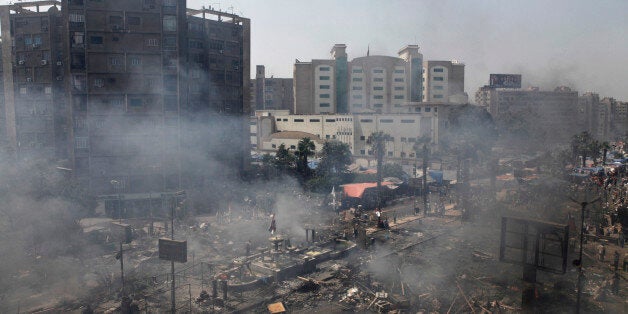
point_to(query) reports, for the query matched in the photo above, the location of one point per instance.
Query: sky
(576, 43)
(580, 44)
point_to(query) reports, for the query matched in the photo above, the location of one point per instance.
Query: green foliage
(305, 149)
(471, 133)
(393, 170)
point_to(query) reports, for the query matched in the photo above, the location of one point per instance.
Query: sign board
(505, 80)
(121, 232)
(539, 244)
(172, 250)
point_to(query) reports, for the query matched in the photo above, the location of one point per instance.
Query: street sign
(542, 245)
(172, 250)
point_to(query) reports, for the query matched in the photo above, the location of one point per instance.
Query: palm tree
(421, 144)
(378, 146)
(305, 148)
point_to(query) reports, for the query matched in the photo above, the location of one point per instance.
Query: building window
(152, 42)
(133, 20)
(96, 40)
(81, 142)
(136, 60)
(170, 23)
(135, 103)
(99, 82)
(114, 61)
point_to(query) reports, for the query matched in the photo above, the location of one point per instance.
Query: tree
(585, 145)
(378, 146)
(305, 149)
(284, 159)
(335, 157)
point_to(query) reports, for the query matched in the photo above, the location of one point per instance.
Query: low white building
(269, 129)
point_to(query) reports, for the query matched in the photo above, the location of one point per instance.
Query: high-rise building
(444, 81)
(373, 84)
(131, 92)
(270, 93)
(552, 115)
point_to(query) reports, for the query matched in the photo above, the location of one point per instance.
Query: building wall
(442, 80)
(554, 113)
(376, 84)
(129, 91)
——
Convert all of the material above into a numbered list, omitting any blank lines. Leave the pictures out of the list.

Task output |
1. point_to(query) reports, for the query matched in the photo above, the location of one point per instance.
2. Query: sky
3. (576, 43)
4. (580, 44)
5. point_to(query) reports, for the query matched in the photo above, the location of one point per instance.
6. Query: green foliage
7. (305, 149)
8. (471, 133)
9. (393, 170)
10. point_to(query) reports, for the query matched in the photo above, the location of one point per instance.
11. Query: sign board
12. (505, 80)
13. (121, 232)
14. (539, 244)
15. (172, 250)
16. point_to(query) reports, for the query matched in the photo above, the location of one point per instance.
17. Query: street sign
18. (542, 245)
19. (172, 250)
20. point_to(query) reports, for the query matched in the photo above, the location of one point per instance.
21. Query: palm tree
22. (421, 144)
23. (378, 146)
24. (305, 148)
25. point_to(query) reports, for the query matched in the photo above, the location of one point per instance.
26. Query: building window
27. (152, 42)
28. (133, 20)
29. (96, 40)
30. (81, 142)
31. (136, 60)
32. (170, 23)
33. (135, 103)
34. (99, 82)
35. (114, 61)
36. point_to(query) reports, for the query matched in the photo above, the location of one point per instance.
37. Query: tree
38. (585, 145)
39. (378, 146)
40. (305, 149)
41. (284, 159)
42. (335, 157)
43. point_to(query) reports, for the query matched in the photo above, the location of one point per instance.
44. Query: low white building
45. (269, 129)
46. point_to(query) reports, for the query matched in the photo above, the location of one point per instance.
47. Query: high-rise building
48. (444, 81)
49. (373, 84)
50. (131, 92)
51. (270, 93)
52. (552, 115)
53. point_to(query) reports, for the query matched in the photo above, the location of one point per instance.
54. Query: building wall
55. (442, 80)
56. (554, 113)
57. (376, 84)
58. (129, 91)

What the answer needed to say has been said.